>>>
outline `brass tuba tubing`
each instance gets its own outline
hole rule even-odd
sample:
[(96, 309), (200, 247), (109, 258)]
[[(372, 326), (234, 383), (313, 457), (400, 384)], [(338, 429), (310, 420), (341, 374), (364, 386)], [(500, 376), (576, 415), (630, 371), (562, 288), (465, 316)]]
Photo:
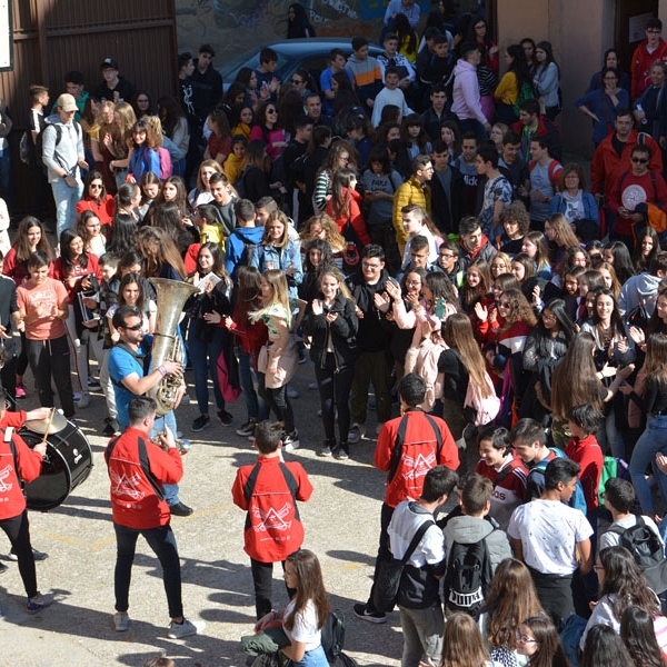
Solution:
<<<
# Problem statement
Reproduce the material above line for line without changing anything, but leave the picture out.

# Solution
outline `brass tuba tubing`
each instance gets its own outline
hole rule even-odd
sample:
[(96, 309), (200, 247), (109, 258)]
[[(372, 326), (234, 383), (313, 457), (400, 384)], [(338, 429), (310, 420), (341, 374), (364, 386)], [(500, 376), (576, 415), (630, 371), (562, 288), (465, 316)]]
Photo:
Solution:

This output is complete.